DIRECTIVE A: Write out the passage of the survey sampling notes from "Vocabulary of Survey Sampling (Part" to "(Dewey vs Truman)".

Census – measurement taken on all units in the population
Sample – measurements taken on a subset of units in the population
Reasons we might want to sample:
Vocabulary of Survey Sampling
Observation Unit (or Element) - One (non-overlapping) unit on which a measurement is taken
Target Population - Complete collection of observation units that we want to study
Sample - A subset of a population (that will be/has been measured)
Sampled Population - All observation units that could possibly be in the sample (the population from which the sample was actually taken)
Sampling Unit - A unit that can be selected for a sample (Might be an observation unit, or might be a collection of observation units, e.g., a household)
Sampling Frame - A list of all sampling units (for some sampling designs this might not actually be available)
Example
Imagine a telephone survey of likely voters
- Observation unit = one person
- Target population = all people eligible to vote who are likely to vote
- Sampling unit = one household/one phone number (could be one person if cell phone frame)
- Sampling frame = list of residential phone numbers (or, list of cell phone numbers)
Mismatch between target population and sampled population certainly possible
![Venn diagram showing the overlap between the target population, sampling frame, and sampled population in a survey, highlighting exclusions due to ineligibility or nonresponse.]()
Figure 1.1 from Lohr (2010), Sampling Design and Analysis, 2nd edition
Activity 1.1 (Part 1)
Vocabulary of Survey Sampling (Part 1)
Probability vs Non-Probability Samples
Probability Sample – each unit in the population has a known, positive probability of selection, and randomness is involved in the selection of which units are actually included in the sample
Non-Probability Sample – the probability a unit is included in the sample cannot be calculated
Types of Non-Probability Samples
- Convenience sampling – units are selected into the sample simply because they are easy to select
- Voluntary/Self-selection sampling – units self-select into the sample
- Quota sampling – pre-specify the number of units you want to end up with in each subgroup, and select them via convenience or other non-probability method
- Most famous example: pre-election polls for 1948 election (Dewey vs Truman)
- Purposive/Judgement sampling – researcher selects units into the sample based on their own judgement
- Snowball/Respondent-Driven sampling – start by including one or more units in the (usually “hard-to-reach”) population, then use these units to identify further units
Example
Sampling OSU students with various non-probability schemes
- Convenience sampling – Recruit OSU students to take your survey by standing outside the library and asking students if they will participate
- Voluntary/Self-selection sampling – Put up a flyer with a URL for your survey, and interested students can go to the website and take the survey
- Quota sampling – Pre-specify that you’ll get 100 students from Ohio and 100 students from outside Ohio to take your survey, and stand outside the library to find these students
- Purposive/Judgement sampling – You pick students with specific characteristics that you are most interested in having in your sample
- Snowball/Respondent-Driven sampling – You identify a few students who are in your target population (e.g., use illicit drugs), and then have them pass along your survey information to other students they know who are in the population (e.g., other drug users)

MATERIAL PROVIDED:

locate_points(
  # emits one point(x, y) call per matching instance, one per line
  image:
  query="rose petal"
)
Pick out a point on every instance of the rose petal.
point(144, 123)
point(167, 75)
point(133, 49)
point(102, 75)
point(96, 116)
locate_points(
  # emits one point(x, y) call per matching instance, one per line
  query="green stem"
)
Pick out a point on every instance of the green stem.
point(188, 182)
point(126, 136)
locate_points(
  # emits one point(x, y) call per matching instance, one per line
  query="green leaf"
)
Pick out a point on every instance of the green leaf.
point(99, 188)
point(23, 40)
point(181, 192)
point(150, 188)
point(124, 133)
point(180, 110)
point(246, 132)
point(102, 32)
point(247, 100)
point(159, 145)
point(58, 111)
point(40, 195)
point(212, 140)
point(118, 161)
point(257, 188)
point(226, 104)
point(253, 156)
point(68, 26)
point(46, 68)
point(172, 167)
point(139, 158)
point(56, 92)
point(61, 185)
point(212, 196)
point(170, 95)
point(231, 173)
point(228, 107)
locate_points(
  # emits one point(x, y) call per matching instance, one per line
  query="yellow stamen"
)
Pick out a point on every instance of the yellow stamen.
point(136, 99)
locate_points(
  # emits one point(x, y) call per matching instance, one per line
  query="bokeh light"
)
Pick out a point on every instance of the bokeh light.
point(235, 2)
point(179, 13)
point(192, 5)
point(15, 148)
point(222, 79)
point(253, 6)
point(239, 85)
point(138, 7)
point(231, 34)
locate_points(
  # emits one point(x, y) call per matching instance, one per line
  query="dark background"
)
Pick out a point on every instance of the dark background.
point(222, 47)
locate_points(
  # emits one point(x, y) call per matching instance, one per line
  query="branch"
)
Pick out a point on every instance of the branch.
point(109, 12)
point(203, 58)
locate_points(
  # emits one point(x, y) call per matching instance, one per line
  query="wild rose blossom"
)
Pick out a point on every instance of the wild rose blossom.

DIRECTIVE B: Put the lines of the listing, from its first line through the line with "point(126, 136)", into a JSON list of strings, one string per line, leaving out blank lines.

WRITTEN REPLY A:
Vocabulary of Survey Sampling (Part 1)
Probability vs Non-Probability Samples
Probability Sample – each unit in the population has a known, positive probability of selection, and randomness is involved in the selection of which units are actually included in the sample
Non-Probability Sample – the probability a unit is included in the sample cannot be calculated
Types of Non-Probability Samples
- Convenience sampling – units are selected into the sample simply because they are easy to select
- Voluntary/Self-selection sampling – units self-select into the sample
- Quota sampling – pre-specify the number of units you want to end up with in each subgroup, and select them via convenience or other non-probability method
- Most famous example: pre-election polls for 1948 election (Dewey vs Truman)

WRITTEN REPLY B:
[
  "locate_points(",
  "  # emits one point(x, y) call per matching instance, one per line",
  "  image:",
  "  query=\"rose petal\"",
  ")",
  "Pick out a point on every instance of the rose petal.",
  "point(144, 123)",
  "point(167, 75)",
  "point(133, 49)",
  "point(102, 75)",
  "point(96, 116)",
  "locate_points(",
  "  # emits one point(x, y) call per matching instance, one per line",
  "  query=\"green stem\"",
  ")",
  "Pick out a point on every instance of the green stem.",
  "point(188, 182)",
  "point(126, 136)"
]